_Excerpt_:
# # # #
British forces in Boston

- General Gage, by then, the Governor of Massachusetts and commander of British forces in Boston, knew he had a limited time to act.
- He was under pressure from his superior, Lord Dartmouth, to take a swift and decisive action against the growing rebellion.
- However, Gage knew that he would first need proper intelligence to act upon.
- Gage claimed that he received an anonymous letter written in French that detailed the precise number and location of artillery and supplies hidden in Concord.


He sent two British Officers, Captain William Browne and Ensign Henry DeBerniere, to gather intelligence throughout the Massachusetts countryside while disguised as “country people.” In late February, Gage sent them to Worcester, and less than a month later, he turned his attention to another important community, Concord. (Thompson Dasher)





Anonymous woman tarred and feathered

- The two officers that Gage had sent to spy, dressed as land surveyors, Browne and DeBerniere (debonair), met an anonymous woman who directed them to the home of Daniel Bliss, a 'friend to the government.'
- As they dined with Bliss, they were likely informed of the huge quantity of cannon, powder, flour, fish, salt, and rice that they later reported to Gage.
- Soon after, the woman returned with tears in her eyes and she was terrified.
- Men from the town had discovered what she had unknowingly done, and threatened to tar and feather her if she did not leave there.




Time to act

- Bliss, a loyalist, was also threatened and ordered to leave town so he left with the two spies headed toward Lexington, never to be seen again.
- He had apparently endured hostility from his neighbors for years and no longer felt safe.
- Brown and DeBerniere reported the information to Gage that he desperately needed, he knew it was time to act.




Expels Margaret

- It wasn't long after General Gage heard all the rumors and quickly sent Margaret away.
- Her relationship with her husband was never the same again although they had 11 children together.
- According to Paul Revere’s Ride, by David Hackett Fischer, the marriage of General Thomas and Margaret Gage didn’t survive the start of the Revolutionary War.
- The gossipers said he was governed by his wife and he didn't like that opinion.


Before this fatal day, Gage had been devoted to his beautiful and caring wife. But after the Regulars returned from Concord, he ordered her away from him. Margaret was packed aboard a ship called Charming Nancy and sent to Britain, while the General remained in America for another long and painful year. (americanrevolutioninstitute.org)






Family tree

- That estrangement, was caused by circumstantial evidence which strongly suggested that Margaret Gage leaked word to Dr. Joseph Warren about the march of the British to Concord.
- It’s a far-fetched theory that was seized on as fact.
- Margaret accused of being torn between two loyalties, Warren or Gage, or was the general betrayed by his closest companion who he shared the military order with?




Rumored affair

- There were even accusations about the possibility of an extramarital affair between the military wife and the widowed physician Warren.
- Circumstantial evidence suggests that Margaret may have played a key role in the lead-up to the first battle of the American Revolution (the Battle of Lexington and Concord).
- Knowing how we have all these shape-shifting demons running our goverment, like Trump who played Paul Revere Dick and the Raiders, this all seems very suspicious.




Loose lips

- Prior to the battle, the Sons of Liberty observed British troops in Boston preparing for action.
- The Sons of Liberty were behind the Boston Tea Party.
# # # #
_Given information_:

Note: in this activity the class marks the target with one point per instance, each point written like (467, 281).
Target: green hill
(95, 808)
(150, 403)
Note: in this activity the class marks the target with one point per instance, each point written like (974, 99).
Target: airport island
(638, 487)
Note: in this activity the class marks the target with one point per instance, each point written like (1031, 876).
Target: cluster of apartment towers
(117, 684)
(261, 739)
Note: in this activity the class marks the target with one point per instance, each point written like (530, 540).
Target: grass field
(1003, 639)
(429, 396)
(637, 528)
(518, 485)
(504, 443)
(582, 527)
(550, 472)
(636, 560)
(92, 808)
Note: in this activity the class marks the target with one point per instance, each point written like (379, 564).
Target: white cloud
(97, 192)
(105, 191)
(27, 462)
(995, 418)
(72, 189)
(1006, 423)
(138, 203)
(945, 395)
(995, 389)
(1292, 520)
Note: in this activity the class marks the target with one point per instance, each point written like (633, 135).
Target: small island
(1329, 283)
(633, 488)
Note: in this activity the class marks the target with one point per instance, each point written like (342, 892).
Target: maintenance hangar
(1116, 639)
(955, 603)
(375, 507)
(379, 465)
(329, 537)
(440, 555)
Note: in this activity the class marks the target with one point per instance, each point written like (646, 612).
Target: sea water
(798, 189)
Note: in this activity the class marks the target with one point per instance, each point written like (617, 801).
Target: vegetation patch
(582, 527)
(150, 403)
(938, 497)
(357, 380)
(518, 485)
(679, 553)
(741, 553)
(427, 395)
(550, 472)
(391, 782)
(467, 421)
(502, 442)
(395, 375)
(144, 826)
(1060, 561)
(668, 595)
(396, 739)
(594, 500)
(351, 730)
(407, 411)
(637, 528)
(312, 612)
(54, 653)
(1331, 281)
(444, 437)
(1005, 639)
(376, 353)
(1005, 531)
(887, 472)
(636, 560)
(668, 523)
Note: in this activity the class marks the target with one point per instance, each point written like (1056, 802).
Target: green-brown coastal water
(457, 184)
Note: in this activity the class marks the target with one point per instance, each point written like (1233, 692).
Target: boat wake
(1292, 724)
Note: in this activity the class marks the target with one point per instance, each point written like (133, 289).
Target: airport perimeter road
# # # #
_Job_: Reproduce everything from "- Bliss, a loyalist, was" down to "like that opinion." in the excerpt on British forces in Boston, substituting "Mrs. Gage" for "Margaret" throughout.

_Full answer_:
- Bliss, a loyalist, was also threatened and ordered to leave town so he left with the two spies headed toward Lexington, never to be seen again.
- He had apparently endured hostility from his neighbors for years and no longer felt safe.
- Brown and DeBerniere reported the information to Gage that he desperately needed, he knew it was time to act.




Expels Mrs. Gage

- It wasn't long after General Gage heard all the rumors and quickly sent Mrs. Gage away.
- Her relationship with her husband was never the same again although they had 11 children together.
- According to Paul Revere’s Ride, by David Hackett Fischer, the marriage of General Thomas and Mrs. Gage Gage didn’t survive the start of the Revolutionary War.
- The gossipers said he was governed by his wife and he didn't like that opinion.